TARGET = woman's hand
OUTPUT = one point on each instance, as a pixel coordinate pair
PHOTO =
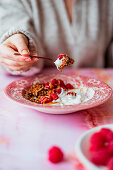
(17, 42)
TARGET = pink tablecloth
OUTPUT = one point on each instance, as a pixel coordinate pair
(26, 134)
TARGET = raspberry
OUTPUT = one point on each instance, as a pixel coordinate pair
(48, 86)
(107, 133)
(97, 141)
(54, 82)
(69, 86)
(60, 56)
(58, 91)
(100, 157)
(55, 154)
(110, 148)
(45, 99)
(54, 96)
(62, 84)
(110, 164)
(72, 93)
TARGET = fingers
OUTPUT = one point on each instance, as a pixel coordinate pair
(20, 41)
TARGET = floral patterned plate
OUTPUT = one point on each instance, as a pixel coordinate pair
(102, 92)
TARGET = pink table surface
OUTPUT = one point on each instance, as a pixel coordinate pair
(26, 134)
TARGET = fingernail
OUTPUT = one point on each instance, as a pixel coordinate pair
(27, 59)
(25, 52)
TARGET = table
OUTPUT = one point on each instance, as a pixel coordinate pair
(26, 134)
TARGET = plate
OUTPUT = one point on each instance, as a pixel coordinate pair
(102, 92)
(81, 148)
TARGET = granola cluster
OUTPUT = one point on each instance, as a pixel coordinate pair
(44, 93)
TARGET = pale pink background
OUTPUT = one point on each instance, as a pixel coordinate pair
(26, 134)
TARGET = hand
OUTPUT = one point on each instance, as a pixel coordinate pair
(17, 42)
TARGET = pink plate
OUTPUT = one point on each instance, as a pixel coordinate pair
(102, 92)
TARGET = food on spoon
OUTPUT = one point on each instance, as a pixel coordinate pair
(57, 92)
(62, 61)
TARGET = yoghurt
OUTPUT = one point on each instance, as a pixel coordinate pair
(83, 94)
•••
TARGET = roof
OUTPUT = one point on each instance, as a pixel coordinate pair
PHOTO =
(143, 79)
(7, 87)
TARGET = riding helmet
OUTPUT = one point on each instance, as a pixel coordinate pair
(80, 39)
•••
WORK TO BE COMPLETED — Count the lines in the records above that contain the string "pink" and reply with only that number.

ANSWER TO THE EXERCISE — 4